[Records excerpted from a collection]

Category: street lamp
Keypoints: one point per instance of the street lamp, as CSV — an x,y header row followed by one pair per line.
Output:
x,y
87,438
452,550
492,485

» **Work to do**:
Recast the material above as a JSON list of strings, with one string for each line and no entries for blank lines.

» **Response for this exercise**:
[
  "Category: street lamp",
  "Keypoints: one point per instance of the street lamp, as CSV — an x,y header row followed by one pair per line.",
  "Output:",
  "x,y",
  "87,438",
  "452,550",
  "492,485"
]